Requirement:
The lines below, beginning at the one that contains "the woman's nose" and ending at the last, are to be retyped exactly.

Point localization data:
╭──
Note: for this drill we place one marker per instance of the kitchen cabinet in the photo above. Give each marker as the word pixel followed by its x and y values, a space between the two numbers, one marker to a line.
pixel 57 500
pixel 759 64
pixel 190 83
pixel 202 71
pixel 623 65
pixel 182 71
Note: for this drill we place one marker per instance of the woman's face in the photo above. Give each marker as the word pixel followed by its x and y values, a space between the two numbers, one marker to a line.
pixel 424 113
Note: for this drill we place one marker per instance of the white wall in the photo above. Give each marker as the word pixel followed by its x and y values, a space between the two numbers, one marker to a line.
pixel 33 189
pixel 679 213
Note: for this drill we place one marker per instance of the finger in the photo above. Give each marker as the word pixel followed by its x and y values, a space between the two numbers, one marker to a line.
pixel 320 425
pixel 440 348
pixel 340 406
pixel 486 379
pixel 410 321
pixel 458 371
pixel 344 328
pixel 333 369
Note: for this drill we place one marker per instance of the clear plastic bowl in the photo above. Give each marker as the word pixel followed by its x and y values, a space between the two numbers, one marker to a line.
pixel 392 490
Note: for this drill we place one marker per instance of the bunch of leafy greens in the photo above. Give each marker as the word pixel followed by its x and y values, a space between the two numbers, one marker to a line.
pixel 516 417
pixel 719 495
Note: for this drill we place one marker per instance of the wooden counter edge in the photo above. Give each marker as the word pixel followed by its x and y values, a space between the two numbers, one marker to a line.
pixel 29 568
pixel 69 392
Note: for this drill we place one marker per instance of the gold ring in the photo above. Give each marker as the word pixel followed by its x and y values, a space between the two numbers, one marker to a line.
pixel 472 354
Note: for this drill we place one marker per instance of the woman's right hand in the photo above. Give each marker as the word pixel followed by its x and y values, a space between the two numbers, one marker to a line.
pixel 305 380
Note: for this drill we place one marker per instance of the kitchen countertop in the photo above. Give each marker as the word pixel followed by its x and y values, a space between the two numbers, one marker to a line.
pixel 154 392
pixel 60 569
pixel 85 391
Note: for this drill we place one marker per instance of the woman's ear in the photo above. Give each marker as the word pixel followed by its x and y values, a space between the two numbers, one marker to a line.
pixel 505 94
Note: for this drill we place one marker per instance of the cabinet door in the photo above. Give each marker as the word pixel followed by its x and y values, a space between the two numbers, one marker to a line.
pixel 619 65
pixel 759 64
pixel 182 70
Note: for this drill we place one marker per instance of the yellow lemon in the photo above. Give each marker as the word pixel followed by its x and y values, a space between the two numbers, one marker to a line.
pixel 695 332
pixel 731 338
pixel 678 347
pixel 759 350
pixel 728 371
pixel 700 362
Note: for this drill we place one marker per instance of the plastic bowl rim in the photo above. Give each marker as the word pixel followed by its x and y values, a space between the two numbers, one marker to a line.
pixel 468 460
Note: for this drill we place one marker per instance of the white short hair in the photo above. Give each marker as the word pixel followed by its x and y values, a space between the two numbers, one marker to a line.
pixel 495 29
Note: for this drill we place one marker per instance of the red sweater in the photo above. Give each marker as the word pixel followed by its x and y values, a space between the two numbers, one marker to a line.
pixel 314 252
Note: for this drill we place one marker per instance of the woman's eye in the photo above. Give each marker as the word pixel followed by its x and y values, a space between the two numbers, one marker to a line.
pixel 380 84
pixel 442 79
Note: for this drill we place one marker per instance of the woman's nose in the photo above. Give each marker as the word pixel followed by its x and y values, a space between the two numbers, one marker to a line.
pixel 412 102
╰──
Answer section:
Note: for this drill we place one marker per instance of the woman's nose in the photo above. Give each marker as the word pixel followed by its x and y values, a space between the two numbers, one marker to a line.
pixel 412 102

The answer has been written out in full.